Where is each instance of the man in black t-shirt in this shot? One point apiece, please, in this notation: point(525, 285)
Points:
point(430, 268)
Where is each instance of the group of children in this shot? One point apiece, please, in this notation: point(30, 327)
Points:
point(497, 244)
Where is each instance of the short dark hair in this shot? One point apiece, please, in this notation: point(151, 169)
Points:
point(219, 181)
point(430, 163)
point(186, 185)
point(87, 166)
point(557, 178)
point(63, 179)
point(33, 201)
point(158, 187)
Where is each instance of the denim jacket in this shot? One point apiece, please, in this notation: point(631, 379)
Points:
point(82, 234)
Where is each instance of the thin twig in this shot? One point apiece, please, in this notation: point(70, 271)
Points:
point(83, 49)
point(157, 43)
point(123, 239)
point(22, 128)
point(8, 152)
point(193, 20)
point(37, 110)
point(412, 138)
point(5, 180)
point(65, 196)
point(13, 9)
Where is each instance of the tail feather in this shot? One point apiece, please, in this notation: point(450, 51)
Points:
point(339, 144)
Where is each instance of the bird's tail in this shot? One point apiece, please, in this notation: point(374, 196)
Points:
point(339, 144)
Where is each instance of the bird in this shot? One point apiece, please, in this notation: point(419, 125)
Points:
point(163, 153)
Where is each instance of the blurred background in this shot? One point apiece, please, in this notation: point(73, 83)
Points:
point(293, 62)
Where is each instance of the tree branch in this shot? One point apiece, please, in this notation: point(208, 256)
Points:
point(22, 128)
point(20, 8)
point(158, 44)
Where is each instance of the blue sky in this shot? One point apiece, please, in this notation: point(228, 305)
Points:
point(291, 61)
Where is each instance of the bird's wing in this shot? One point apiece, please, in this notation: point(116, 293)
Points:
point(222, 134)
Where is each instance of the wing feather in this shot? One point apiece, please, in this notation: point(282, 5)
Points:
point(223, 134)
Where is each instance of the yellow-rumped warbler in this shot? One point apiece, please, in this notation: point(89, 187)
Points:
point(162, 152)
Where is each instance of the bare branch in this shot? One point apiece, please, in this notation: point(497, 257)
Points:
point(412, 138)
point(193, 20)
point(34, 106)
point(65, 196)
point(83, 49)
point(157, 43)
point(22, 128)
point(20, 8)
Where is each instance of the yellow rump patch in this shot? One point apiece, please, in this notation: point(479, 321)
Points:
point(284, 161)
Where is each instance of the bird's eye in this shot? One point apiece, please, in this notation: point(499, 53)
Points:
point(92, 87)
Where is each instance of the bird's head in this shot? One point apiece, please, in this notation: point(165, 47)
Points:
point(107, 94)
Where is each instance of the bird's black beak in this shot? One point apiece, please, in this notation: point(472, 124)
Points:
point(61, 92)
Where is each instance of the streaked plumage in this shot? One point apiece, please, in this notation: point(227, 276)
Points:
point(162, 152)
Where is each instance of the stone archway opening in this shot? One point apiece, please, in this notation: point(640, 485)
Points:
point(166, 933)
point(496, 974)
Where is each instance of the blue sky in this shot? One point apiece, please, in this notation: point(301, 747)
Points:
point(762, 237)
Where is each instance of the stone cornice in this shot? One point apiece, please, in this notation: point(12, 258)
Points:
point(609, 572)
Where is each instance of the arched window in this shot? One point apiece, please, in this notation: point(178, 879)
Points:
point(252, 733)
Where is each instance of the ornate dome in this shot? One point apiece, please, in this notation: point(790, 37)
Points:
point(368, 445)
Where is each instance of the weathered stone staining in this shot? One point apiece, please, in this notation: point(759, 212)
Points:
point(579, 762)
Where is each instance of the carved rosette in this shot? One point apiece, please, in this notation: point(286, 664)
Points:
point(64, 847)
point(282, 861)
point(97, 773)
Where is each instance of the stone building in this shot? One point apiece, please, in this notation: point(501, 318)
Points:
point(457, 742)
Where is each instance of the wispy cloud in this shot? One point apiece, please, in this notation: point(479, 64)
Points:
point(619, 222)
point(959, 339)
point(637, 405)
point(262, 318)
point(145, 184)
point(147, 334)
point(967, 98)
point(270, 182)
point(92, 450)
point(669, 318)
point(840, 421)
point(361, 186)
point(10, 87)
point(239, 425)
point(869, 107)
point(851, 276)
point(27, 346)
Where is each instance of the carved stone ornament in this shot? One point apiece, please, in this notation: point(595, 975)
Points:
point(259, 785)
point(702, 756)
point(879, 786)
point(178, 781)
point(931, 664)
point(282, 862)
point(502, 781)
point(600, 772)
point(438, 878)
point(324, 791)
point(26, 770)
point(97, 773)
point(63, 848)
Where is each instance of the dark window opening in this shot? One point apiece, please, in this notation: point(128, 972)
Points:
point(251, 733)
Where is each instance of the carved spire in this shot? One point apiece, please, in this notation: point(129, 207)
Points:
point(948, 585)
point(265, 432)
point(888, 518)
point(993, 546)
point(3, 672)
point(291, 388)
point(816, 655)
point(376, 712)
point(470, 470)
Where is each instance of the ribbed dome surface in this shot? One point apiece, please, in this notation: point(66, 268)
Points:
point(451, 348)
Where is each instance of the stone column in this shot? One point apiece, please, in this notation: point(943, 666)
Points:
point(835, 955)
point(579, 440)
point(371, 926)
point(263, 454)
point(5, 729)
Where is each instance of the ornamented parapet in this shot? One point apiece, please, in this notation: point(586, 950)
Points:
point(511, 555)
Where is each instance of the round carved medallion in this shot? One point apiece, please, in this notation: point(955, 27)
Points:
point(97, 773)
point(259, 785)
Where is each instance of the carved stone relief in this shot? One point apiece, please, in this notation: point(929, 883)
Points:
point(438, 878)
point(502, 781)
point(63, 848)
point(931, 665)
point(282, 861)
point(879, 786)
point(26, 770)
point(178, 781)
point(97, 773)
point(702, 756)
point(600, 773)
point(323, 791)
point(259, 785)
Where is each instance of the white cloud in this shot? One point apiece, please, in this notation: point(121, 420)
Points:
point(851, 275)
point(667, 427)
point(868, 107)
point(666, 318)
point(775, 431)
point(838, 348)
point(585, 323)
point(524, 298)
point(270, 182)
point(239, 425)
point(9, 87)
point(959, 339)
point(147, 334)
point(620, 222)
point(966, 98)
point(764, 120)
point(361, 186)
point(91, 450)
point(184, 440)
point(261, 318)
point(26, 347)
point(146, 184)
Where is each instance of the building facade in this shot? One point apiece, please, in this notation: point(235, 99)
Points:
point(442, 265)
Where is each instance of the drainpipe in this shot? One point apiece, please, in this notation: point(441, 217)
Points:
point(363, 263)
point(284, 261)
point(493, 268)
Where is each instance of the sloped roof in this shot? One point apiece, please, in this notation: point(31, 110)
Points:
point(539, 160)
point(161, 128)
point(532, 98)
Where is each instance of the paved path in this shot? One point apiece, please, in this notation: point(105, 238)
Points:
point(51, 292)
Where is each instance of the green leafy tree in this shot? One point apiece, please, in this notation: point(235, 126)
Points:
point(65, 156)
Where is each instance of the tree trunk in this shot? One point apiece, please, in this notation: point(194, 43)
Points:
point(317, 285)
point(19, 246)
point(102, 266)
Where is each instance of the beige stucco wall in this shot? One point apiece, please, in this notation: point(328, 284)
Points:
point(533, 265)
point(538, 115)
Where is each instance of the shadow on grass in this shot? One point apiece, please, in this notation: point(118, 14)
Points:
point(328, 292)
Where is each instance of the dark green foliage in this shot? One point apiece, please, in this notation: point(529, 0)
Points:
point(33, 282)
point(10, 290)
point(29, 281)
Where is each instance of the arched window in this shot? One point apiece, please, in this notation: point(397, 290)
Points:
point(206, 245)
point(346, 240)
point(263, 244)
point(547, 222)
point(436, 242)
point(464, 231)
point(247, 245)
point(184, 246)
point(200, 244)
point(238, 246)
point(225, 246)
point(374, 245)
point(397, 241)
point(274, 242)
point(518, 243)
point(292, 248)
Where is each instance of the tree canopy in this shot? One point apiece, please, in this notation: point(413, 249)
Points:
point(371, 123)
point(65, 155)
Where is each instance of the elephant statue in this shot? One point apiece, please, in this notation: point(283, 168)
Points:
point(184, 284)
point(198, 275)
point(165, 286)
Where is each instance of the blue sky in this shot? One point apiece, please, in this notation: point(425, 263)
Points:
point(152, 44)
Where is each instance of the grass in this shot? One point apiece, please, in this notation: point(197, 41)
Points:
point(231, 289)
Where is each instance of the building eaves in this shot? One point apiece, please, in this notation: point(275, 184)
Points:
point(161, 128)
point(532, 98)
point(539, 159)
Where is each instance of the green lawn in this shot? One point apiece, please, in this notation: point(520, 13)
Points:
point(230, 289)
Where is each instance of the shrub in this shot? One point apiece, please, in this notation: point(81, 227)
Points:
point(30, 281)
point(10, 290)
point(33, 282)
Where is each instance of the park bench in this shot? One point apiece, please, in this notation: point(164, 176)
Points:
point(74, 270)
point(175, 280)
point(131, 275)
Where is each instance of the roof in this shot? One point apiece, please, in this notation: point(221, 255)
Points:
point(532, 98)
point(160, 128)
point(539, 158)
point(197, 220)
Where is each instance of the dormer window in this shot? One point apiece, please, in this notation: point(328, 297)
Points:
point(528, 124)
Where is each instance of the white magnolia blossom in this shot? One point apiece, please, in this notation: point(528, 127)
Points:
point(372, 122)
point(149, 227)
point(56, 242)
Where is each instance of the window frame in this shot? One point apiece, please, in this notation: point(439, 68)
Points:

◆ ◆ ◆

* _Instruction_
Recast the material as a numbered list, beginning at the line that contains "Where is each instance of the shrub" and running through its final line, with blank lines left out.

* _Answer below_
1. Where is each instance of the shrub in this shot? One point apiece, please, in this notation: point(81, 227)
2. Points:
3. point(30, 281)
4. point(10, 290)
5. point(33, 282)
6. Where is each instance of the park bench in this shot? One point apiece, please, in this notation: point(164, 176)
7. Points:
8. point(74, 270)
9. point(175, 280)
10. point(131, 275)
11. Where is each instance of the roof in this shot? One point apiece, please, in this notation: point(221, 255)
12. Points:
13. point(532, 98)
14. point(160, 128)
15. point(539, 158)
16. point(197, 220)
17. Where is each instance of the dormer window in this shot? One point apiece, please, in this notation: point(328, 297)
18. Points:
19. point(528, 124)
20. Where is each instance of the white magnolia blossom in this shot? One point apiece, please, in this notation: point(528, 127)
21. Points:
22. point(372, 122)
23. point(149, 227)
24. point(56, 242)
25. Where is each instance of the window frame in this shot? One point apiece, please, in this notation: point(439, 68)
26. Points:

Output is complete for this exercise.